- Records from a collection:
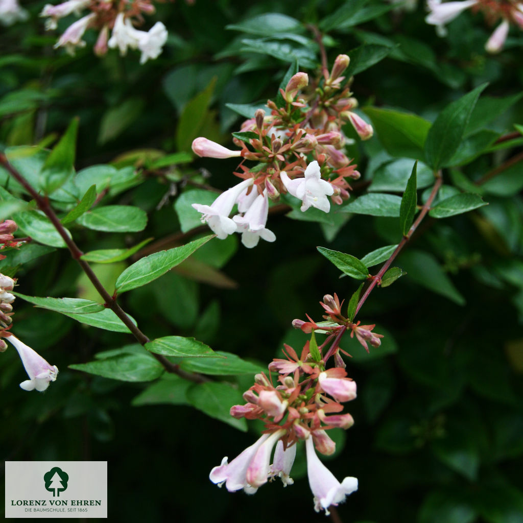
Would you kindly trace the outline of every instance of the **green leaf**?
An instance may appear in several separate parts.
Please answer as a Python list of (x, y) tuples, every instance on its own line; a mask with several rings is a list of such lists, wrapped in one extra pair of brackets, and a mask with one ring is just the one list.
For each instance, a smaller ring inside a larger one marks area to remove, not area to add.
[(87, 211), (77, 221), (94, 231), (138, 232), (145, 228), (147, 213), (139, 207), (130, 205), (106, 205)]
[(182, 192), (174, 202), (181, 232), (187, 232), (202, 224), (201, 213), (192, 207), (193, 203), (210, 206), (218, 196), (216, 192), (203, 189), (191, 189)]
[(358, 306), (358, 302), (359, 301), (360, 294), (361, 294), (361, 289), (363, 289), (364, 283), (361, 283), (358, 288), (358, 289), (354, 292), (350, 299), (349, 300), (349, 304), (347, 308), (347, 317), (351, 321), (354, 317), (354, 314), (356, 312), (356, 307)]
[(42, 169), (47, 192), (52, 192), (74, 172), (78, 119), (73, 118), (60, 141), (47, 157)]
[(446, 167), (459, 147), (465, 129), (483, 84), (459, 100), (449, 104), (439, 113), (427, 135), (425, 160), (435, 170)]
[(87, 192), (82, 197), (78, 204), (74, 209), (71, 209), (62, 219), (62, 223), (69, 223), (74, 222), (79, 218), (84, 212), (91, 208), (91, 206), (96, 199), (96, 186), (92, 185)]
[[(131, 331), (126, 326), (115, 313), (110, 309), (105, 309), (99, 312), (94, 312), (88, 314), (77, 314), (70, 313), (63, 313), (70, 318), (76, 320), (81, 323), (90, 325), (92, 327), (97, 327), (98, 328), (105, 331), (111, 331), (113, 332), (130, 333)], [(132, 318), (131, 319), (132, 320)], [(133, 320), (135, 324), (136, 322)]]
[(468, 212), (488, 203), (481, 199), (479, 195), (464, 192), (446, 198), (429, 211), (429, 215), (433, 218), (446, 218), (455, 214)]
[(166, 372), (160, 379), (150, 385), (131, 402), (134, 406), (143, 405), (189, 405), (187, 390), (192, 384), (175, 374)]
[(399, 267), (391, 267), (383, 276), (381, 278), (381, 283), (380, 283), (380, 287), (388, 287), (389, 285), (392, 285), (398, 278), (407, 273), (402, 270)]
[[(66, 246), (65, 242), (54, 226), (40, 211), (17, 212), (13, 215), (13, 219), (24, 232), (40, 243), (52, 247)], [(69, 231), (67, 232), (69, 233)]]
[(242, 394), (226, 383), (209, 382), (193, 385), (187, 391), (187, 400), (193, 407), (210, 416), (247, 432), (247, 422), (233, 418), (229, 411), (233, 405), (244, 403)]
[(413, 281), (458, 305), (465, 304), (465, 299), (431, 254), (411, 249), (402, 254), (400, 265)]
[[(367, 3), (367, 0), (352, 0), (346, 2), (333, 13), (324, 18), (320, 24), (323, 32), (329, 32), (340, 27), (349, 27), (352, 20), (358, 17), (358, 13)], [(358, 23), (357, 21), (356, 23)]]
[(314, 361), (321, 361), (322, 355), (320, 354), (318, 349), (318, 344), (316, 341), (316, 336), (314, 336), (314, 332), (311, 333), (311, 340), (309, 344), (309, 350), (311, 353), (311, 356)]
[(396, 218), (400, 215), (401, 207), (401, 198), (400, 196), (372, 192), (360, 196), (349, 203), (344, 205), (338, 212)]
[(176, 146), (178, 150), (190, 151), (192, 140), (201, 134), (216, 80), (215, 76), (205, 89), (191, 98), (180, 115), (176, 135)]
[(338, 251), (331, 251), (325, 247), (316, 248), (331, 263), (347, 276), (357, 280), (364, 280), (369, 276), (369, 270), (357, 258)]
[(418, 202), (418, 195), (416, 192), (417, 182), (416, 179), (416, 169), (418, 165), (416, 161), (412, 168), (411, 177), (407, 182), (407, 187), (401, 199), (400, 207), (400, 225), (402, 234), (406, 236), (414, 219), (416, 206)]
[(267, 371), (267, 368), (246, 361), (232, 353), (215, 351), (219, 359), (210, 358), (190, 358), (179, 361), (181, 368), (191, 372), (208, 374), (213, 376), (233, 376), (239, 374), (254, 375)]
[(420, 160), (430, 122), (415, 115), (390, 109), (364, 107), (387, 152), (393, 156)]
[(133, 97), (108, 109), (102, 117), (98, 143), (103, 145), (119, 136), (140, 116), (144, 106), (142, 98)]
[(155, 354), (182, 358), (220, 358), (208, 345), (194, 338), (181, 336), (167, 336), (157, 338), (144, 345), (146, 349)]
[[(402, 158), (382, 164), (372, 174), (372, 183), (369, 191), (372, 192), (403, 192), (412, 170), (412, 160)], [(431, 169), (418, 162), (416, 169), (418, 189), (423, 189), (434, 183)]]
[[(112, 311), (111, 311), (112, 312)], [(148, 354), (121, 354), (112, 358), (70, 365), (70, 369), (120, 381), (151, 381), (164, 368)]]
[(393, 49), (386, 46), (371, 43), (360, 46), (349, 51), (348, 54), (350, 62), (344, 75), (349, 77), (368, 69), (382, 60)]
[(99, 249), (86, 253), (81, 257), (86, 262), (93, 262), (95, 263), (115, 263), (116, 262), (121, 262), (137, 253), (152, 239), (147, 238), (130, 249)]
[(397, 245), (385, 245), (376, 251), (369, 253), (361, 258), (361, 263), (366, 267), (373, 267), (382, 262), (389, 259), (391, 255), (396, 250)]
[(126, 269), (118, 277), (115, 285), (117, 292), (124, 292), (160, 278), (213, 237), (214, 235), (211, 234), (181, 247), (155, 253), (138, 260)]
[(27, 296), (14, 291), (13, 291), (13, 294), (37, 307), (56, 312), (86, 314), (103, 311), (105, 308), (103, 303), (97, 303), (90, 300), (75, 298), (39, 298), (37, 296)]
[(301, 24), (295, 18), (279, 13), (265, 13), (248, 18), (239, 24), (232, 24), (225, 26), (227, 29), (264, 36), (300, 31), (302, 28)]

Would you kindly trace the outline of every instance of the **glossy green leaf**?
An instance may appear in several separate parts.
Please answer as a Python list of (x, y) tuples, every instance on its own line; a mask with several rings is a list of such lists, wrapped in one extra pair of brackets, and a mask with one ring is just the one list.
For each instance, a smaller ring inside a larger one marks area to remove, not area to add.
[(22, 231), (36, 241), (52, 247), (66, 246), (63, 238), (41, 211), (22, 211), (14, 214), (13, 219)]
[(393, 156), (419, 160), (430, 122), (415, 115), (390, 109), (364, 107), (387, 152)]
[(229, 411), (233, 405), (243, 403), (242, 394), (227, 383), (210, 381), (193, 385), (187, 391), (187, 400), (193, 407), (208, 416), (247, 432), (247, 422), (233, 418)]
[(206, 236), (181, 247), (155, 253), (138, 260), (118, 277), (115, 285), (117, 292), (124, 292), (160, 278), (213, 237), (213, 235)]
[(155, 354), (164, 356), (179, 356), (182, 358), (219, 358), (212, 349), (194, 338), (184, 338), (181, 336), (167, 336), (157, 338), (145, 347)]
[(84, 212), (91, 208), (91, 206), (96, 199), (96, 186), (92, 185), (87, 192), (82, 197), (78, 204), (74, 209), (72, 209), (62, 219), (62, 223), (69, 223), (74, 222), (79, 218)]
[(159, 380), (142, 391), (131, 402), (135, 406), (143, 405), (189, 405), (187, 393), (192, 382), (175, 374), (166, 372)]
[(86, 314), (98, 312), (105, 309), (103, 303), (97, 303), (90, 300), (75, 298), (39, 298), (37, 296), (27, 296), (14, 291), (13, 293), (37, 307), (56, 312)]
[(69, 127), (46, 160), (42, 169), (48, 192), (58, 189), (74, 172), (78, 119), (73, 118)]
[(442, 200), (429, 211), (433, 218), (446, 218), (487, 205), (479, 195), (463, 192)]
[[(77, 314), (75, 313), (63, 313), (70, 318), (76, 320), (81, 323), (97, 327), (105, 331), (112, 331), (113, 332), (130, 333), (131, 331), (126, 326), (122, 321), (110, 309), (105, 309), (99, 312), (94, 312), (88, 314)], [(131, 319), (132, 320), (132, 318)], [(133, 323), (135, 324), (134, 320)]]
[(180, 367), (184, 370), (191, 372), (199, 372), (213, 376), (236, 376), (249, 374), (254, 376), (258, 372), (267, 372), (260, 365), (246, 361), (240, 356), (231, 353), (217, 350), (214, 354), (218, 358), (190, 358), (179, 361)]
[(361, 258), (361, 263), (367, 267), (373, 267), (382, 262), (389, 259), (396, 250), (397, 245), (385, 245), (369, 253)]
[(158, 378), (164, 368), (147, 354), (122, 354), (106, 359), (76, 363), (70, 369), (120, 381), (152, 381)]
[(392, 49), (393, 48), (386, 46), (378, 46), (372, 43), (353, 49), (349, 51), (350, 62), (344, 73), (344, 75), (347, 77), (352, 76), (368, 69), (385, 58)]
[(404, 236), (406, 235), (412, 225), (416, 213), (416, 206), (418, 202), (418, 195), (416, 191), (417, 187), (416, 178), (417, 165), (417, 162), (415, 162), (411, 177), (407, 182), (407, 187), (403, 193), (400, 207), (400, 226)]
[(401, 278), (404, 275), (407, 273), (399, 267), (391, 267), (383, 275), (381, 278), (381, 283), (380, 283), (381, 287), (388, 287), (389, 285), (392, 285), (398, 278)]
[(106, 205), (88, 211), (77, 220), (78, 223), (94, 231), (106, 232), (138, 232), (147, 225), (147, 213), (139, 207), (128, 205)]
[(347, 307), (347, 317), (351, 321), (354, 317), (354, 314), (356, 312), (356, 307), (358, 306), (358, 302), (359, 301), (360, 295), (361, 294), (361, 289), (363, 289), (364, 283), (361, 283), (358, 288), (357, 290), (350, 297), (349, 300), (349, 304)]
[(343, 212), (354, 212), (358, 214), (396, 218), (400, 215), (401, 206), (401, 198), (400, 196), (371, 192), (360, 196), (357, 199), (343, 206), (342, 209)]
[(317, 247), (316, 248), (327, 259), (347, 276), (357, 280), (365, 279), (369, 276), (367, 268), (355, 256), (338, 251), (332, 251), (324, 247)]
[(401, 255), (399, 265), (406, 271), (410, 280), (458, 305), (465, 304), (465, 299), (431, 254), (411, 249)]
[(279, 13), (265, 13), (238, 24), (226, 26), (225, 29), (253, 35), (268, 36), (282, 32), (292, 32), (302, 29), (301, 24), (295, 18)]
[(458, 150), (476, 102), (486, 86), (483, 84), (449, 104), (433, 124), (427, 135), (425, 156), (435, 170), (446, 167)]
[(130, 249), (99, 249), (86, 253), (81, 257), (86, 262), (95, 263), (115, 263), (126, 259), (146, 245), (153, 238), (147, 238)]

- Goal:
Can you rewrite the lines, beginning with the first line and stopping after the line that contains "189), (191, 189)]", with "green leaf" changed to "yellow leaf" and everything else left as is? Omit the pictures from your answer.

- Solution below:
Would you kindly trace the outline of every instance of the **yellow leaf**?
An instance may appear in several separate parts.
Please answer as a Python list of (x, y) tuples, every instance on its own line; a mask with several rings is a list of such lists, wrapped in one extra pair of brackets, and a mask with one ring is just the one list.
For each instance, a smaller ring inside a larger one marks area to remove, not area to add.
[(87, 211), (77, 221), (94, 231), (138, 232), (145, 228), (147, 213), (139, 207), (130, 205), (106, 205)]
[(182, 192), (174, 202), (181, 232), (187, 232), (202, 224), (201, 213), (192, 207), (193, 203), (210, 206), (218, 196), (216, 192), (203, 189), (191, 189)]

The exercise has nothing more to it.